** Task objective **
Return the entries in full, exactly as written.

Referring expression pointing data
-------------------------

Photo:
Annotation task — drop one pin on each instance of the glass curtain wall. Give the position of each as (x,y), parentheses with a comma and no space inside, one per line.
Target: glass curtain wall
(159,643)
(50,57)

-------------------------

** Response to this exercise **
Photo:
Annotation task — drop one pin on each instance of the glass curtain wall. Give the position of each as (x,y), parentheses with a comma and no space inside, one per line.
Target: glass curtain wall
(159,643)
(50,57)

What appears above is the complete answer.